Tokyo is a foodie’s paradise. You’ll be able to find whatever you crave in this Asian capital. Whether it’s traditional Japanese washoku you desire or premium quality sushi, you’ll get your fill. But everything comes at a cost, and Tokyo’s food scene is no exception to the rule. Does that mean you are just going to go broke on your trip to Tokyo? No! Try b-class cuisine for cheap, tasty, and completely Japanese dishes!
What is B-Class Cuisine
So first of all: what is B-class cuisine? B-class cuisine (B-kyuu gurume in Japanese) refers to more affordable and casual food rather than the pricier and sophisticated ‘A-class’ food like wagyu. B-class cuisine typically includes regional dishes like ramen, yakitori, and Japanese curry. The term was originally coined in the 1980s but didn’t catch on until the 90s after the bubble economy and when the Japanese looked for cheaper, local food. It wasn’t until the early 2000s when a food competition called the B-1 Grand Prix celebrated these Japanese treasures.
Possibly the most well-known and exported of the B-class is ramen. This college diet staple consists of Chinese-style wheat noodles in a broth that is typically fish or chicken based, topped with things like egg, chives, and char siu pork. You may be surprised, but ramen’s roots go far back, some say to the Edo Era when it was made in Yokohama’s Chinatown. Today, you can find it fresh on nearly every block in Japan or in instant Cup Ramens around the world. What’s more, you can find fresh variations on what’s in it and how it’s served. Animal lovers will rejoice over the vegan ramen at T’s Tan Tan, while introverts will find solace at the private booths at Ichiran.
Next up is gyudon, a beef bowl traditionally made of rice topped with beef and sautéed onion. Gyudon is considered the ‘fast food’ of Japan, and you can find it for as low as 300 yen! Order yours oomori (大盛り) for extra rice! The three big gyudon chains are Yoshinoya, Matsuya, and Sukiya. This B-class dish is a favorite among kaishain, or Japanese salarymen, and on weekdays you’ll find these restaurants packed during the lunch hour rush with Japan’s diligent workforce.

Short problem 1: Return everything in the Tokyo food article from the words "Possibly the most" down to the words "booths at Ichiran.", copied word for word.
Short problem 2: According to the Tokyo food article, what are the three big gyudon chains?
Short problem 3: Continue the article on Tokyo's B-class cuisine from the point where it ends.

Data shown:
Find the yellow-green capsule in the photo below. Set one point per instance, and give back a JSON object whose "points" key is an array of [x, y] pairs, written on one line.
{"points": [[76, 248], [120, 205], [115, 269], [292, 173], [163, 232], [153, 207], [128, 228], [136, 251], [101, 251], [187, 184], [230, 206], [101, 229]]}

Exercise response 1:
Possibly the most well-known and exported of the B-class is ramen. This college diet staple consists of Chinese-style wheat noodles in a broth that is typically fish or chicken based, topped with things like egg, chives, and char siu pork. You may be surprised, but ramen’s roots go far back, some say to the Edo Era when it was made in Yokohama’s Chinatown. Today, you can find it fresh on nearly every block in Japan or in instant Cup Ramens around the world. What’s more, you can find fresh variations on what’s in it and how it’s served. Animal lovers will rejoice over the vegan ramen at T’s Tan Tan, while introverts will find solace at the private booths at Ichiran.

Exercise response 2: Yoshinoya, Matsuya, and Sukiya.

Exercise response 3:
Curry rice, also called Japanese curry, is the next one on the list. Curry rice is, you guessed it, curry with rice. Curry was first introduced during the Meiji Era but wasn’t widely available until around the 1960s. Japanese curry isn’t like Indian or Thai curries: it tends to be thicker in consistency and sweeter in taste. Perhaps the most well-known Japanese curry restaurant is Coco Ichibanya, which has stores all over Asia and the US. And if you like fruit and are feeling a bit daring, try Kyobashi Sembikiya Omotesando for curry rice that’s topped with seasonal fruit!
Another B-class favorite is yakisoba. Dating back to the early 1900s, yakisoba is a noodle stir-fry dish flavored with oyster sauce. A fun variation switches out the Chinese-style soba noodles for thick udon noodles in a dish called yakiudon. You can find yakisoba all over, especially during the summer when it’s available at festival stalls. If your trip isn’t during the summer, fear not. Try Fukuchan in Asakusa after exploring Senso-ji temple, or visit standing style Kouraku Soba Yurakucho under the Yamanote Line Railway after work!
Takoyaki is a great example of a B-class dish. These small ball-shaped bites are made with octopus, crunchy tenkasu (bits of deep-fried batter), pickled ginger, and onion and covered in a wheat-flour batter before being cooked in special, round, takoyaki molds. Once cooked, they’re topped with a special sweet takoyaki sauce and bonito flakes. Invented in Osaka in 1935, takoyaki is popular at parties and available at summer festivals. If you’re going out with friends, head to an izakaya like Lockup or Wan for a gourmet-style game of Russian roulette—eight takoyaki pieces, one eye-wateringly spicy surprise. Which one of you will bite the ball-it?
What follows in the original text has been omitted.